Text segment:

This collection consists of six interview sessions, totalling approximately 11:20 hours of recordings and 257 pages of transcript.

Please note that Session 6 is comprised of dual sets of tape from two cameras positioned at different angles.

Additional Information: See Record Unit 262, Records of the Mt. Hopkins Department, SAO, 1966-1967, and Record Unit 9520, Fred Lawrence Whipple Interviews, 1976, Smithsonian Institution Archives. Also, consult records of the director and assistant director, SAO, for additional documentation on the MMT.

Exercise set:
1. Write out the collection description word for word, from "This collection consists" down to "at different angles.".
2. According to the collection description, how many pages of transcript accompany the interview recordings?
The items below are not needed.

Material:
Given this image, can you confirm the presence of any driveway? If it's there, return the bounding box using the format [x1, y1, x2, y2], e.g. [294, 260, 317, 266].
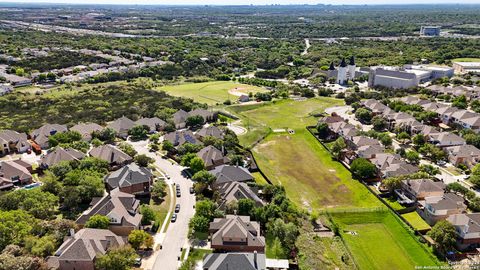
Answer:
[130, 141, 195, 270]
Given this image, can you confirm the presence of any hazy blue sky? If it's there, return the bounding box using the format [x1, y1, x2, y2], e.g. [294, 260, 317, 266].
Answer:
[0, 0, 480, 5]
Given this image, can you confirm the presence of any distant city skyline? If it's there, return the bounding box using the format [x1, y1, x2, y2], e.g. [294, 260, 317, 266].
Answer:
[0, 0, 480, 6]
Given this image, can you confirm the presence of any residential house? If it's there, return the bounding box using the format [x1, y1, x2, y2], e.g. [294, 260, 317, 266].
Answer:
[104, 163, 153, 195]
[0, 159, 33, 185]
[135, 117, 167, 133]
[76, 188, 142, 236]
[447, 213, 480, 250]
[427, 132, 466, 148]
[89, 144, 133, 167]
[417, 193, 467, 226]
[172, 110, 190, 129]
[30, 124, 68, 149]
[107, 116, 135, 138]
[40, 146, 85, 169]
[217, 182, 265, 209]
[70, 123, 103, 142]
[163, 130, 201, 147]
[195, 126, 223, 141]
[0, 130, 32, 156]
[445, 144, 480, 167]
[209, 165, 254, 186]
[47, 228, 127, 270]
[208, 215, 265, 253]
[401, 179, 445, 200]
[197, 145, 230, 170]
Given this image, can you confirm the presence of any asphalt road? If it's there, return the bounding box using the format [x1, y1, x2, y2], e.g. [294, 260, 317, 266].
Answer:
[131, 141, 195, 270]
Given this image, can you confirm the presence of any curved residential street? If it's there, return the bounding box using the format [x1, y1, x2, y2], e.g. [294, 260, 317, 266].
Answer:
[130, 141, 195, 270]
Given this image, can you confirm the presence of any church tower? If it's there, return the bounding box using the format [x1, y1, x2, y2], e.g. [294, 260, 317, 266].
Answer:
[337, 58, 347, 84]
[348, 55, 357, 80]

Full solutions:
1.
This collection consists of six interview sessions, totalling approximately 11:20 hours of recordings and 257 pages of transcript.

Please note that Session 6 is comprised of dual sets of tape from two cameras positioned at different angles.

2. 257 pages